Image region labeling entries:

++++++

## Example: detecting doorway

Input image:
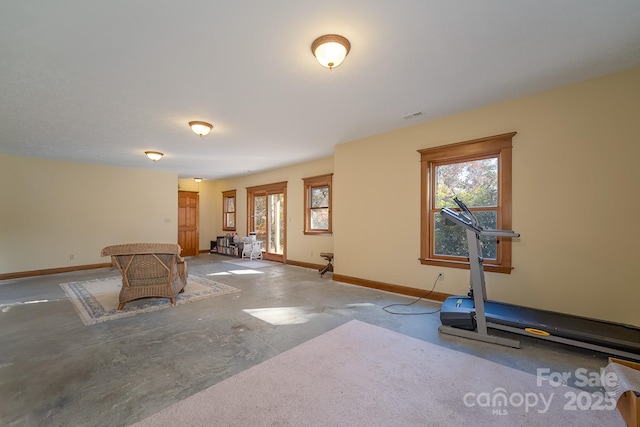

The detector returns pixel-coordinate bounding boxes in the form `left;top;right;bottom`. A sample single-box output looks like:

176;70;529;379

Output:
178;191;200;256
247;182;287;262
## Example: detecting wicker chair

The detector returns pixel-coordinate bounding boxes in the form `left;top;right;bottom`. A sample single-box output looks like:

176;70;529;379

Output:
102;243;187;310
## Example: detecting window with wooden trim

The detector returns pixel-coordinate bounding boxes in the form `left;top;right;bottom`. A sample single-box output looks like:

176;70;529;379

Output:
418;132;516;273
302;173;333;234
222;190;236;231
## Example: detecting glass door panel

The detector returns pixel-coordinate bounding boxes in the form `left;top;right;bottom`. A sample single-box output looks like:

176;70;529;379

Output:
267;193;284;255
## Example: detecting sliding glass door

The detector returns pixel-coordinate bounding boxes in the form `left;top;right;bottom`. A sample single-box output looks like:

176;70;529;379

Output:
247;182;287;262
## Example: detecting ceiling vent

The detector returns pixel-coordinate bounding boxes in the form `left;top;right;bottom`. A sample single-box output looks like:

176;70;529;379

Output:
402;111;424;120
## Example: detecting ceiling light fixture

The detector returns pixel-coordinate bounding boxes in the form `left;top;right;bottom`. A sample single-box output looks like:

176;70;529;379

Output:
144;151;164;162
311;34;351;69
189;122;213;138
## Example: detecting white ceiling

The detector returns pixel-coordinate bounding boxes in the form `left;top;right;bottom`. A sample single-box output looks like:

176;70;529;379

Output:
0;0;640;179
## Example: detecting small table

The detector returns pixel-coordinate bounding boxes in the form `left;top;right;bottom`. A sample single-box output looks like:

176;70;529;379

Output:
320;252;333;277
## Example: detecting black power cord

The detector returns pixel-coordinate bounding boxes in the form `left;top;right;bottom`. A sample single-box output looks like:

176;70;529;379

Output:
382;274;440;316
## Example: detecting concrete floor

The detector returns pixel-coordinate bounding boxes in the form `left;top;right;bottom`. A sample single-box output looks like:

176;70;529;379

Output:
0;254;607;426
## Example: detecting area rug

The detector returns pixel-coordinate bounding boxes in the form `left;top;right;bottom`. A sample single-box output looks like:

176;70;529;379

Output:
223;259;282;268
134;320;625;427
60;275;239;325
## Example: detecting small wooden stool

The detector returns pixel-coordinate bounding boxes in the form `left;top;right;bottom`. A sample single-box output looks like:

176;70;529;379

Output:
320;252;333;277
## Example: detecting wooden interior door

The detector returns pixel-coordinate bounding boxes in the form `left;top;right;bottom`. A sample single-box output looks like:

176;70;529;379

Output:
178;191;200;256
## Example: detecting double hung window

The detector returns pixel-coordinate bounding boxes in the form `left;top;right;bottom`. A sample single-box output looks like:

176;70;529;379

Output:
419;132;515;273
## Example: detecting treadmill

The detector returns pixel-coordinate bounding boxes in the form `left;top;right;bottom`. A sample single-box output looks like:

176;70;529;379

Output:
438;197;640;360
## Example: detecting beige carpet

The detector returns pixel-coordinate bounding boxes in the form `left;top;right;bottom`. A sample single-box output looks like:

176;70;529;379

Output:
223;259;282;268
60;275;239;326
135;320;625;427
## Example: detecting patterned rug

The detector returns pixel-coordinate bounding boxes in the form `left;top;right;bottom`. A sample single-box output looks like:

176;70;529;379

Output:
60;275;240;326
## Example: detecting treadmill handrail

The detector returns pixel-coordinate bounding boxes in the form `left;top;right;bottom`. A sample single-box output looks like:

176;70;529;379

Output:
440;208;520;237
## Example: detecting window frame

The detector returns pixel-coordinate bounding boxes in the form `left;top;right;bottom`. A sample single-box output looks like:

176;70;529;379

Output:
418;132;516;274
302;173;333;235
222;190;238;231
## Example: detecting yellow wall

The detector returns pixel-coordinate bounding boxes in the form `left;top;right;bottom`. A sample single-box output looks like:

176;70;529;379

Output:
210;157;335;264
0;155;178;274
333;68;640;325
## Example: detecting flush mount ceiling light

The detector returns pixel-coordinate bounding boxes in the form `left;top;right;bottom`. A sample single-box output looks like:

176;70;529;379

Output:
311;34;351;69
189;122;213;138
144;151;164;162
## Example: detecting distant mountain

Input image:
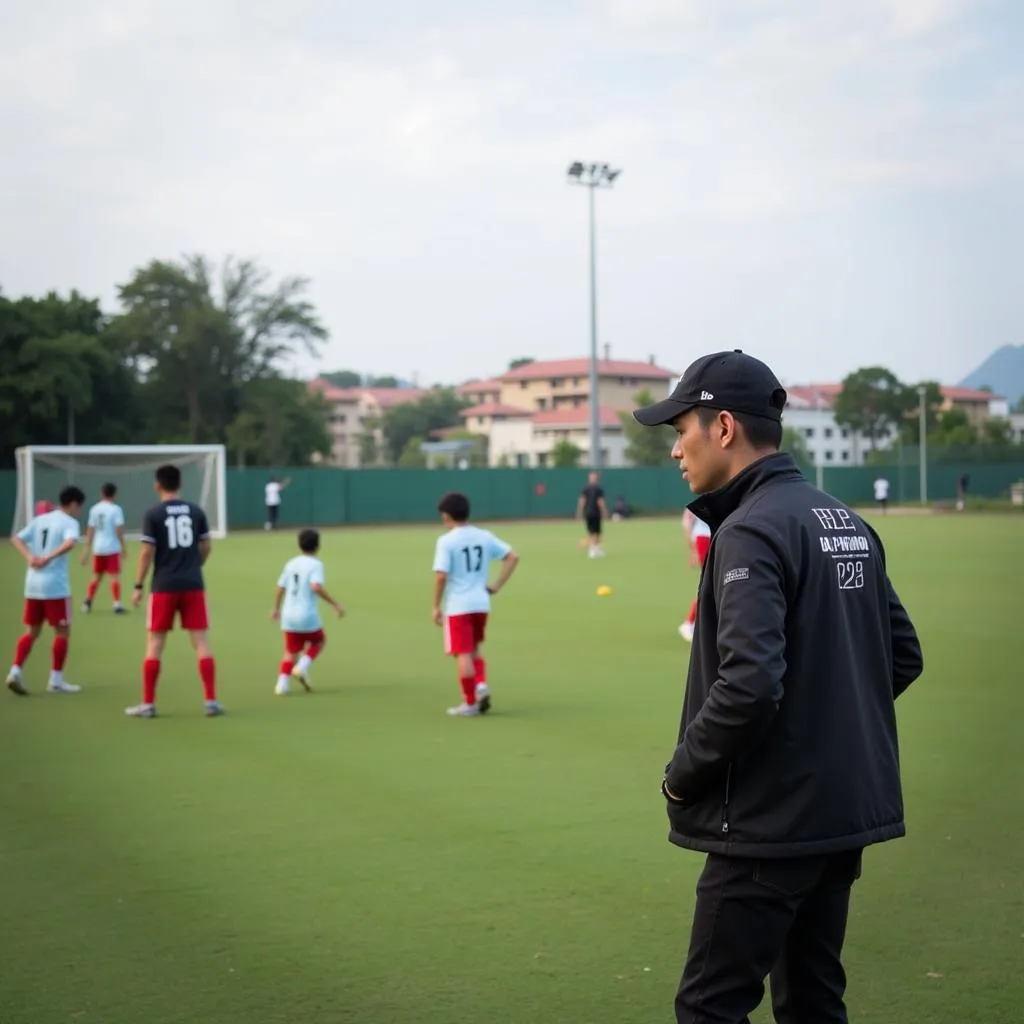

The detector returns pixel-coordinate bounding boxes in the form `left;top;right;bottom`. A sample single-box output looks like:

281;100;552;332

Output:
961;345;1024;409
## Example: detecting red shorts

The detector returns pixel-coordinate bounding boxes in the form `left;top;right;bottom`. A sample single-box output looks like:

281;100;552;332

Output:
145;590;210;633
22;597;71;627
444;611;487;654
693;537;711;565
92;555;121;575
285;630;327;654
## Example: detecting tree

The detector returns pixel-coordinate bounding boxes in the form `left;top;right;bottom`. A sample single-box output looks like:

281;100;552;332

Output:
381;388;466;466
551;437;583;469
321;370;362;387
779;427;813;466
226;377;331;466
618;391;675;466
111;256;327;443
833;367;915;451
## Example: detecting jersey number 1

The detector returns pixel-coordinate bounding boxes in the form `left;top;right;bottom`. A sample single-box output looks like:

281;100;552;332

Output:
462;544;483;572
164;515;194;551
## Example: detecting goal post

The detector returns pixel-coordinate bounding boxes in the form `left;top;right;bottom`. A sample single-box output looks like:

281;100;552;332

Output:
11;444;227;539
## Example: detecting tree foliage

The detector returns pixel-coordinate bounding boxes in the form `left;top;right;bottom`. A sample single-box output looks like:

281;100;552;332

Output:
833;367;916;449
381;388;467;466
618;391;675;466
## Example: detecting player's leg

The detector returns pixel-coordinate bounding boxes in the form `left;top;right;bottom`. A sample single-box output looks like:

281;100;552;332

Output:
82;555;103;614
473;612;490;715
444;615;480;717
292;630;327;692
46;597;82;693
108;555;125;615
6;598;46;697
125;594;172;718
182;626;224;718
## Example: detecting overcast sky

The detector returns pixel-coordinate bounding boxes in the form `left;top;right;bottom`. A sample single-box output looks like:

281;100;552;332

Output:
0;0;1024;386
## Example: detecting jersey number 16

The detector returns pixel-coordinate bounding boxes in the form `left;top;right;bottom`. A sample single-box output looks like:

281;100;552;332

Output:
164;515;194;551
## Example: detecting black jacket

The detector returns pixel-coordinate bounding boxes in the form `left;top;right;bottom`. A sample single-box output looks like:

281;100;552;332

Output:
665;453;923;857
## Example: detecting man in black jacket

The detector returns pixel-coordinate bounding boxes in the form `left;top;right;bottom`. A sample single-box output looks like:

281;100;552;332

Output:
634;350;923;1024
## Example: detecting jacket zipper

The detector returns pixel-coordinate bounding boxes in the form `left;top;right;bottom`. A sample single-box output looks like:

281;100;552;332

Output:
722;764;732;834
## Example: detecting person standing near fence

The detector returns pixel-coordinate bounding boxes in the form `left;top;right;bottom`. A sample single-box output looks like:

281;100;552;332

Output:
263;476;292;529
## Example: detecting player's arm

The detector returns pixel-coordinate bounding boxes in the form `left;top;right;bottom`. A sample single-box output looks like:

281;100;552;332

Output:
487;550;519;594
310;581;345;618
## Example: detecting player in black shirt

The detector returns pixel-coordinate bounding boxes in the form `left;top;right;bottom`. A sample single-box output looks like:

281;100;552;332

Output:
577;473;608;558
125;466;223;718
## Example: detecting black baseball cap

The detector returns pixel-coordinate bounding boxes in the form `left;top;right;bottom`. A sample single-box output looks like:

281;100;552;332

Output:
633;348;785;427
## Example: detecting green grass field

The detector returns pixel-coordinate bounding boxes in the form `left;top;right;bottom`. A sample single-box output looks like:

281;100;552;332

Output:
0;516;1024;1024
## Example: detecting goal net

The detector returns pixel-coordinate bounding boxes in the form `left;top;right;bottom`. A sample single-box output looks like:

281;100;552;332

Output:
11;444;227;538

++++++

Rewrite the listing from its beginning through the line with "402;111;424;120", keeping the requests. Offset each bounding box coordinate in the answers by -96, leaving the format samples unchanged, and leave out the pictures.

## Example: detecting doorway

Input image:

The detector returns pixel-coordinate bounding boxes in the form `left;top;right;bottom`. A sample single-box output looks like:

176;70;529;379

Output:
82;95;104;160
151;86;191;166
## Example: detecting wicker chair

The detector returns pixel-coordinate bounding boxes in the form `left;top;right;bottom`. A sample single-box output looks like:

176;70;529;379

Output:
6;147;91;214
## Example: detecting window with wooden trim

The detector returns pixel-coordinate bounding boxes in the form `left;top;right;bottom`. A sample single-box output looks like:

176;70;529;379

Output:
322;36;420;177
206;77;237;138
126;94;140;135
## Example: detecting glass door panel

The detector returns pixel-coordinate bounding boxes in the form `left;top;right;bottom`. A sample single-box output looks like:

176;70;529;379

Output:
171;97;188;159
## Example: detecting sliding glass door

The detector returns pixel-coordinate bounding boxes in the form `left;top;right;bottom`. A sample single-box output looks like:

176;70;529;379

Output:
151;86;191;166
## Example: detecting ceiling vent

The detector returns pixel-coordinate bounding boxes in the form `left;top;right;bottom`. A sample single-box output looks like:

176;70;529;379

Output:
306;15;328;24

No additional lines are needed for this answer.